● **CHALLENGE**
Rewrite all the records below, replacing "Circle" with "Outline" wherever it occurs and leaving everything else unchanged.

● **A series of records**

══════════

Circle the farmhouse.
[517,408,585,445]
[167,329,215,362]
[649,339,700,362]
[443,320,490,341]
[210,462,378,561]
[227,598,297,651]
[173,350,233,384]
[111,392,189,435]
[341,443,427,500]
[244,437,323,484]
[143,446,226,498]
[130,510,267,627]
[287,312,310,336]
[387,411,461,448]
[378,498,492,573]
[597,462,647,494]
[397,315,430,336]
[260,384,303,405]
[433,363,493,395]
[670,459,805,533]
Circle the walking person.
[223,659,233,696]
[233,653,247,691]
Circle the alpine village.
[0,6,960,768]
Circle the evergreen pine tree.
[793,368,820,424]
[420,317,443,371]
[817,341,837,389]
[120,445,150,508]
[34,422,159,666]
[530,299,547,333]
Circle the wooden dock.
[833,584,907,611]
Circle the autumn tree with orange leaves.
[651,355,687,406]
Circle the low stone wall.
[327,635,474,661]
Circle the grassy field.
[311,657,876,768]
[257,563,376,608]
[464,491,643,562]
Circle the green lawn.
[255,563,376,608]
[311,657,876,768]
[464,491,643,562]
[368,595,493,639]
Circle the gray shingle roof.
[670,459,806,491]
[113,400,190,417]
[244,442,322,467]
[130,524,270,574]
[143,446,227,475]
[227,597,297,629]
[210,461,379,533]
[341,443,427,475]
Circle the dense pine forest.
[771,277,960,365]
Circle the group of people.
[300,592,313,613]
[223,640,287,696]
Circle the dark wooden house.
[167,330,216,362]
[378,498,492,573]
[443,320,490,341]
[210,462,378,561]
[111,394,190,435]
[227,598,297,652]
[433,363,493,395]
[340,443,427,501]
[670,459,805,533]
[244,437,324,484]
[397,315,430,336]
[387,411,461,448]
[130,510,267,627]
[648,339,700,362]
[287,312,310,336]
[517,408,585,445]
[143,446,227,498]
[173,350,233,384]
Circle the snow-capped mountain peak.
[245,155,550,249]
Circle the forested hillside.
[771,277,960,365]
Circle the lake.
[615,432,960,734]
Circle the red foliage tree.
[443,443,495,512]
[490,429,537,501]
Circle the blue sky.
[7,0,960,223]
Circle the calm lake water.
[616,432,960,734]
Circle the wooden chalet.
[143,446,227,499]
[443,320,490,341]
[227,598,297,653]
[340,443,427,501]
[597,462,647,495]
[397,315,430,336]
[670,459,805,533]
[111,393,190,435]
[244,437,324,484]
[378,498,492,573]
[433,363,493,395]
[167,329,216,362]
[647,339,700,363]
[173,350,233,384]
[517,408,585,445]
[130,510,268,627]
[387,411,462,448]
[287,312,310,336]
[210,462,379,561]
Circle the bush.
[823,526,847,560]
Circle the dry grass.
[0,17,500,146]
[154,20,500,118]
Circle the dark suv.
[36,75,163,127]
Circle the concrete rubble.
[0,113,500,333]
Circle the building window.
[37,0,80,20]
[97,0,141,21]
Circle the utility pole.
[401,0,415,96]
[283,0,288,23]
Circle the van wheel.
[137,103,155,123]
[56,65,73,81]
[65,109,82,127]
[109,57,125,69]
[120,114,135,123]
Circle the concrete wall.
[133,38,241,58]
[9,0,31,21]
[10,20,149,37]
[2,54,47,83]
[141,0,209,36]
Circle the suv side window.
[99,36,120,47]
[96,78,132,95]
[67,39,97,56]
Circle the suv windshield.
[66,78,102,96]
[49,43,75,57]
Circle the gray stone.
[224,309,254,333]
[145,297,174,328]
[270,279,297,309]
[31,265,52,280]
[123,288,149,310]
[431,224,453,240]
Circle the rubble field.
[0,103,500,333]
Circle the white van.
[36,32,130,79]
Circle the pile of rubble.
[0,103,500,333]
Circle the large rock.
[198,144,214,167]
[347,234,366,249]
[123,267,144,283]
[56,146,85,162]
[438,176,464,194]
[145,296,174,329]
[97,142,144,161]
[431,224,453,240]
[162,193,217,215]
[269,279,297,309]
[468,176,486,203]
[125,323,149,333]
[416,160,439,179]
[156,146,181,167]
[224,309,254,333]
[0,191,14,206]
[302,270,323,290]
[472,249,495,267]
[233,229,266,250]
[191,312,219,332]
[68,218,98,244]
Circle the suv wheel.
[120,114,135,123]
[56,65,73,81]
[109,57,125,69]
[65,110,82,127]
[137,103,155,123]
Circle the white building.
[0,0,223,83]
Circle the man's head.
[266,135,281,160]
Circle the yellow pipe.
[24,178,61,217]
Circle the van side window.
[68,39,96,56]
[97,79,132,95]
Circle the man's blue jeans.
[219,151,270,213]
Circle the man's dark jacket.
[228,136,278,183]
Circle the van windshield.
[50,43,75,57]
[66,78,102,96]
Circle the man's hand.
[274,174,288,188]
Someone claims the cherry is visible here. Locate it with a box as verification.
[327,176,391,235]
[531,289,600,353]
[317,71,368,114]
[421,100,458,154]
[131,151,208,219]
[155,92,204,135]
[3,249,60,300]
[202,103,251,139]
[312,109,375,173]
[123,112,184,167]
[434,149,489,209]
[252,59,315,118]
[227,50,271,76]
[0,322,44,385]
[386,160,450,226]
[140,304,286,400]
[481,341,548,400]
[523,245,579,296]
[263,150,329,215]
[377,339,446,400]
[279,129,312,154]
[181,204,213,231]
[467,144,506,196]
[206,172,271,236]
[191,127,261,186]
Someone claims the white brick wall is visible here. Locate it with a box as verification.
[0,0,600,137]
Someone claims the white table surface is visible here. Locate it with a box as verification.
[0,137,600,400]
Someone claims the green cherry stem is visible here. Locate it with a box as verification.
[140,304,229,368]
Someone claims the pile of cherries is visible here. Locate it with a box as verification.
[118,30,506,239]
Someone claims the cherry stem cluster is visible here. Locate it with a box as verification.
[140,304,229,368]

══════════

● **COMPLETE ANSWER**
Outline the farmhouse.
[517,408,585,445]
[167,329,215,362]
[649,339,700,362]
[443,320,490,341]
[210,462,378,561]
[227,598,297,651]
[173,350,233,384]
[111,392,189,435]
[341,443,427,500]
[244,437,323,484]
[143,446,226,498]
[130,510,267,627]
[287,312,310,336]
[387,411,461,448]
[378,498,492,573]
[597,462,647,494]
[397,315,430,336]
[260,384,303,405]
[433,363,493,395]
[670,459,805,533]
Outline the walking person.
[223,659,233,696]
[233,653,247,691]
Outline the alpine village.
[0,6,960,768]
Outline the evergreen pine tree.
[793,368,820,424]
[420,317,443,371]
[817,341,837,389]
[120,445,150,508]
[34,422,159,666]
[530,299,547,333]
Outline the wooden dock.
[833,584,907,611]
Outline the autumn tree with orange leaves.
[651,355,687,406]
Outline the low stone wall.
[327,635,474,661]
Outline the grassy field.
[311,657,876,768]
[257,563,376,608]
[464,491,643,562]
Outline the green lawn.
[255,563,376,608]
[311,657,876,768]
[464,491,643,562]
[368,595,493,639]
Outline the gray shingle roof.
[670,459,806,491]
[113,400,190,417]
[244,442,322,467]
[130,524,270,574]
[143,446,227,475]
[227,597,297,629]
[210,461,379,533]
[341,443,427,475]
Outline the dense pine forest.
[771,277,960,365]
Outline the group of people.
[300,592,313,613]
[223,640,287,696]
Outline the dark wooden house.
[167,330,216,362]
[378,498,492,573]
[443,320,490,341]
[210,462,378,561]
[111,394,190,435]
[227,598,297,652]
[433,363,493,395]
[340,443,427,501]
[670,459,805,533]
[244,437,324,484]
[397,315,430,336]
[387,411,461,448]
[130,510,267,627]
[648,339,700,362]
[287,312,310,336]
[517,408,585,445]
[143,446,227,498]
[173,350,233,384]
Outline the snow-capped mountain peak.
[245,155,550,249]
Outline the forested hillside.
[771,277,960,365]
Outline the lake.
[615,432,960,734]
Outline the red foliage tree.
[443,443,495,512]
[490,429,537,501]
Outline the blue sky.
[7,0,960,223]
Outline the calm lake water.
[616,432,960,734]
Outline the wooden chalet.
[143,446,227,499]
[443,320,490,341]
[227,598,297,653]
[340,443,427,501]
[597,462,647,495]
[397,315,430,336]
[670,459,805,533]
[111,393,190,435]
[244,437,324,484]
[378,498,492,573]
[433,363,493,395]
[167,329,216,362]
[647,339,700,363]
[173,350,233,384]
[517,408,585,445]
[130,510,268,627]
[387,411,462,448]
[287,312,310,336]
[210,462,379,561]
Outline the bush.
[823,526,847,560]
Outline the dry grass.
[0,17,500,146]
[154,20,500,118]
Outline the dark suv.
[36,75,163,127]
Outline the concrete rubble.
[0,113,500,333]
Outline the building window.
[37,0,80,20]
[97,0,141,21]
Outline the utility pole.
[401,0,415,96]
[283,0,288,23]
Outline the van wheel.
[137,103,155,123]
[56,65,73,81]
[65,109,82,127]
[109,57,125,69]
[120,114,135,123]
Outline the concrete wall.
[133,38,241,58]
[9,0,31,21]
[10,20,149,37]
[2,54,47,83]
[141,0,209,36]
Outline the suv side window.
[99,36,120,47]
[96,78,132,95]
[67,39,97,56]
Outline the suv windshield.
[66,78,102,96]
[49,43,75,57]
Outline the gray stone.
[224,309,254,333]
[145,297,174,328]
[270,279,297,309]
[31,265,52,280]
[123,288,149,310]
[431,224,453,240]
Outline the rubble field.
[0,103,500,333]
Outline the white van.
[36,32,130,79]
Outline the pile of rubble.
[0,103,500,333]
Outline the large rock.
[198,144,214,167]
[347,234,366,249]
[123,267,144,283]
[56,146,85,162]
[438,176,464,194]
[145,296,174,329]
[97,142,144,161]
[431,224,453,240]
[162,193,217,215]
[269,279,297,309]
[468,176,486,203]
[125,323,149,333]
[416,160,439,179]
[156,146,181,167]
[224,309,254,333]
[0,191,14,206]
[302,270,323,290]
[472,249,495,267]
[233,229,266,250]
[191,312,219,332]
[68,218,98,244]
Outline the suv wheel.
[120,114,135,123]
[56,65,73,81]
[109,57,125,69]
[65,110,82,127]
[137,103,155,123]
Outline the white building.
[0,0,223,83]
Outline the man's head.
[266,135,281,160]
Outline the yellow pipe.
[24,178,61,217]
Outline the van side window.
[68,39,96,56]
[97,79,132,95]
Outline the man's blue jeans.
[219,151,270,213]
Outline the man's dark jacket.
[228,136,278,183]
Outline the van windshield.
[50,43,75,57]
[66,78,102,96]
Outline the man's hand.
[274,174,288,188]
Someone claims the cherry is visible here. Locate it with a box as verification.
[327,176,391,235]
[531,289,600,353]
[317,71,368,114]
[421,100,458,154]
[131,151,208,219]
[155,92,204,135]
[3,249,60,300]
[202,103,251,139]
[312,109,375,173]
[123,112,184,167]
[434,149,489,209]
[252,59,315,118]
[227,50,271,76]
[0,322,44,385]
[386,160,450,226]
[140,304,286,400]
[481,341,548,400]
[523,245,579,296]
[263,150,329,215]
[377,339,446,400]
[279,129,312,154]
[181,204,213,231]
[467,144,506,196]
[206,172,271,236]
[191,127,261,186]
Someone claims the white brick wall is visible here. Locate it with a box as verification.
[0,0,600,137]
Someone claims the white table surface is visible here. Locate it with a box as verification.
[0,137,600,400]
Someone claims the green cherry stem is visible here. Locate it with a box as verification.
[140,304,229,368]
Someone claims the pile of cherries is visible here. Locate it with a box as verification.
[118,30,506,239]
Someone claims the cherry stem cluster is visible here. Locate it with a box as verification.
[140,304,229,368]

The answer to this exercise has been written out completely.